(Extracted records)
|---|
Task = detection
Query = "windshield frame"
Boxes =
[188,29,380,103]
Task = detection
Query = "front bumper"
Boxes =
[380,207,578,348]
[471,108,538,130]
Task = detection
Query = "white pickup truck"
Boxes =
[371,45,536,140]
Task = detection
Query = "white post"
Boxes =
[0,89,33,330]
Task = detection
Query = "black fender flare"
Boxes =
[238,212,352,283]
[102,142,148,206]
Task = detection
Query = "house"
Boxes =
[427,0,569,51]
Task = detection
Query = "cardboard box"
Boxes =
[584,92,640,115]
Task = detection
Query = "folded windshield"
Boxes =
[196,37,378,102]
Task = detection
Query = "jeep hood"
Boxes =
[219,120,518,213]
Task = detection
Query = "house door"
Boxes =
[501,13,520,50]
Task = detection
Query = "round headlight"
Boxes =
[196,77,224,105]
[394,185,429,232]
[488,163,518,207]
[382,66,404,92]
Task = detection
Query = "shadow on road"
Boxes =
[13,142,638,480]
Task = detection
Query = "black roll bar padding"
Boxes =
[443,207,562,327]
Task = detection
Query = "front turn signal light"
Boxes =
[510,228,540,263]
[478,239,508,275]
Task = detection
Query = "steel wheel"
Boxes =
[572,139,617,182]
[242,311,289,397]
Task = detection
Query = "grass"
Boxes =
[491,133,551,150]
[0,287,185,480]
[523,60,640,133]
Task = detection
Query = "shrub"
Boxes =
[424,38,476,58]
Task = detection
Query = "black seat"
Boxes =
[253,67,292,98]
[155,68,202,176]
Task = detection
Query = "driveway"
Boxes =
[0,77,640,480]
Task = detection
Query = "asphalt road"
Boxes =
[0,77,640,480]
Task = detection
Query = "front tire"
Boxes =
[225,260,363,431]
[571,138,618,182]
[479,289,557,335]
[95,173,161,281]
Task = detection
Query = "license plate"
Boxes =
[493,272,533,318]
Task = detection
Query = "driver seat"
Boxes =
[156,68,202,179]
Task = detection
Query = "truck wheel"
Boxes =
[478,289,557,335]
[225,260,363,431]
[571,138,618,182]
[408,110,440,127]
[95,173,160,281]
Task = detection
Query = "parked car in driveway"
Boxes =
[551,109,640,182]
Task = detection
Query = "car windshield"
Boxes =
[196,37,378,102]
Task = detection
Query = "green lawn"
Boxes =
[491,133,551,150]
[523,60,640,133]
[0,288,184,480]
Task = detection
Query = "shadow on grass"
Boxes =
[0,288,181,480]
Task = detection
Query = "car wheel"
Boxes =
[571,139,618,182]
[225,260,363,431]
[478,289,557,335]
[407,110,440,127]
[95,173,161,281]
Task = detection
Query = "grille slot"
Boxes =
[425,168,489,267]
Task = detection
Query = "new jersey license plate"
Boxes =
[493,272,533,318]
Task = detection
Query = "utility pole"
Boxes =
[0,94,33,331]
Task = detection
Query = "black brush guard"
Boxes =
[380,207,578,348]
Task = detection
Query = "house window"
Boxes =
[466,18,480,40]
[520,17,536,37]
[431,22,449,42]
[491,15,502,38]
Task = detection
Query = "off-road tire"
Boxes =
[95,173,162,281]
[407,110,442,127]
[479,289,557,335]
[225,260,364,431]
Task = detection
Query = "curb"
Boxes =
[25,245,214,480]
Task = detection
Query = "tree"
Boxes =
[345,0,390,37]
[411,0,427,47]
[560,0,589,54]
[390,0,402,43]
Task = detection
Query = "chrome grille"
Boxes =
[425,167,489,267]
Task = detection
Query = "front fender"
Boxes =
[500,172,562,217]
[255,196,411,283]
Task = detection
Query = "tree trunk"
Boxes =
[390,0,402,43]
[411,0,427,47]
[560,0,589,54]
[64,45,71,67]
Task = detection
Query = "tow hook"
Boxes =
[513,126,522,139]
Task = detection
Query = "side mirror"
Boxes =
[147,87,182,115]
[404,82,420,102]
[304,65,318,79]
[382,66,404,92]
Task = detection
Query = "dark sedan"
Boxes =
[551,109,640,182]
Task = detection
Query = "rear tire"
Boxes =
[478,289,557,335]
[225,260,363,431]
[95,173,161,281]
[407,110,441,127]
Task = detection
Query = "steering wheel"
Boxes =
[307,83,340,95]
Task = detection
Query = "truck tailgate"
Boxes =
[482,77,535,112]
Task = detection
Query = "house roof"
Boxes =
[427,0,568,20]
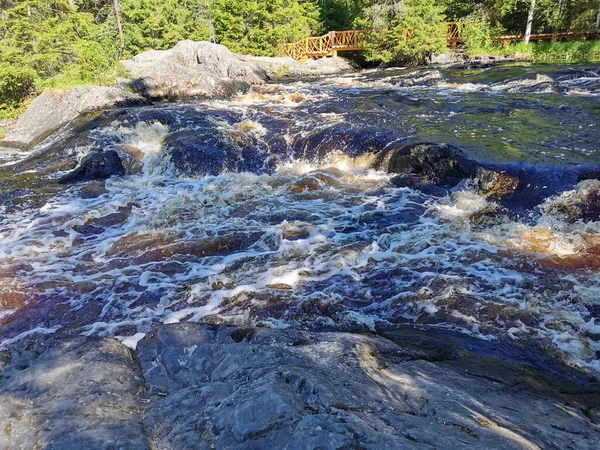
|---|
## Directions:
Put every line from the start of the records through the line containing "[0,288,181,480]" into a Markdown table with the columns Row and Line. Number each row and omit blank lines.

## Result:
| Row | Line |
|---|---|
| 1 | Task = detection |
| 2 | Query = "windshield frame" |
| 3 | Boxes = |
| 4 | [188,29,380,103] |
| 5 | Task = detection |
| 6 | Query = "front bumper" |
| 7 | Boxes = |
| 8 | [380,207,578,348] |
| 9 | [471,108,538,130] |
| 10 | Task = detection |
| 11 | Query = "white pickup truck" |
| 12 | Boxes = |
| 13 | [371,45,536,140] |
| 14 | Task = detection |
| 15 | Query = "white post" |
| 16 | Boxes = |
| 17 | [0,89,33,330] |
| 18 | Task = detection |
| 19 | Query = "black fender flare" |
| 20 | Boxes = |
| 21 | [238,212,352,283] |
| 22 | [102,142,148,206] |
| 23 | Task = detection |
| 24 | Query = "house" |
| 25 | Boxes = |
| 26 | [427,0,569,51] |
| 27 | Task = detection |
| 28 | Query = "cardboard box" |
| 29 | Boxes = |
| 30 | [584,92,640,115] |
| 31 | Task = detection |
| 32 | Query = "folded windshield" |
| 33 | Boxes = |
| 34 | [196,37,378,102] |
| 35 | Task = detection |
| 36 | Query = "jeep hood" |
| 37 | Boxes = |
| 38 | [219,120,518,213] |
| 39 | Task = detection |
| 40 | Query = "house door" |
| 41 | Boxes = |
| 42 | [501,13,520,50] |
| 43 | Task = detection |
| 44 | Query = "round headlight" |
| 45 | Boxes = |
| 46 | [196,77,224,105] |
| 47 | [394,185,429,232] |
| 48 | [488,163,518,207] |
| 49 | [382,66,404,92] |
| 50 | Task = detection |
| 51 | Query = "shadow on road" |
| 52 | Boxes = |
| 53 | [13,142,638,480] |
| 54 | Task = detection |
| 55 | Query = "black roll bar padding" |
| 56 | Boxes = |
| 57 | [443,207,562,327] |
| 58 | Task = detection |
| 59 | Query = "front turn signal light" |
| 60 | Boxes = |
| 61 | [510,228,540,263] |
| 62 | [478,239,508,275] |
| 63 | Task = detection |
| 64 | Query = "steel wheel" |
| 65 | Boxes = |
| 66 | [572,139,617,182] |
| 67 | [242,311,289,397] |
| 68 | Task = detection |
| 69 | Query = "grass" |
| 70 | Boxes = |
| 71 | [491,133,551,150] |
| 72 | [0,287,185,480] |
| 73 | [523,60,640,133] |
| 74 | Task = detection |
| 75 | Query = "shrub" |
| 76 | Boxes = |
| 77 | [424,38,476,58] |
| 78 | Task = detection |
| 79 | Query = "black seat" |
| 80 | Boxes = |
| 81 | [253,67,292,98] |
| 82 | [155,68,202,176] |
| 83 | Task = detection |
| 84 | Query = "driveway" |
| 85 | Boxes = |
| 86 | [0,77,640,480] |
| 87 | Task = detection |
| 88 | Query = "asphalt road" |
| 89 | Boxes = |
| 90 | [0,77,640,480] |
| 91 | Task = detection |
| 92 | Query = "front tire" |
| 93 | Boxes = |
| 94 | [225,260,363,431] |
| 95 | [571,138,618,182] |
| 96 | [479,289,557,335] |
| 97 | [95,173,161,281] |
| 98 | Task = detection |
| 99 | Query = "license plate" |
| 100 | Boxes = |
| 101 | [493,272,533,318] |
| 102 | Task = detection |
| 103 | Query = "driver seat" |
| 104 | Boxes = |
| 105 | [156,68,202,179] |
| 106 | Task = detection |
| 107 | Query = "truck wheel" |
| 108 | Boxes = |
| 109 | [478,289,557,335] |
| 110 | [225,260,363,431] |
| 111 | [571,138,618,182] |
| 112 | [408,110,440,127] |
| 113 | [95,173,160,281] |
| 114 | Task = detection |
| 115 | Query = "parked car in driveway" |
| 116 | Boxes = |
| 117 | [551,109,640,182] |
| 118 | Task = detection |
| 119 | Query = "car windshield" |
| 120 | Boxes = |
| 121 | [196,37,378,102] |
| 122 | Task = detection |
| 123 | Query = "green lawn" |
| 124 | Boxes = |
| 125 | [491,133,551,150] |
| 126 | [523,60,640,133] |
| 127 | [0,288,184,480] |
| 128 | Task = detection |
| 129 | Query = "shadow on grass" |
| 130 | Boxes = |
| 131 | [0,288,181,480] |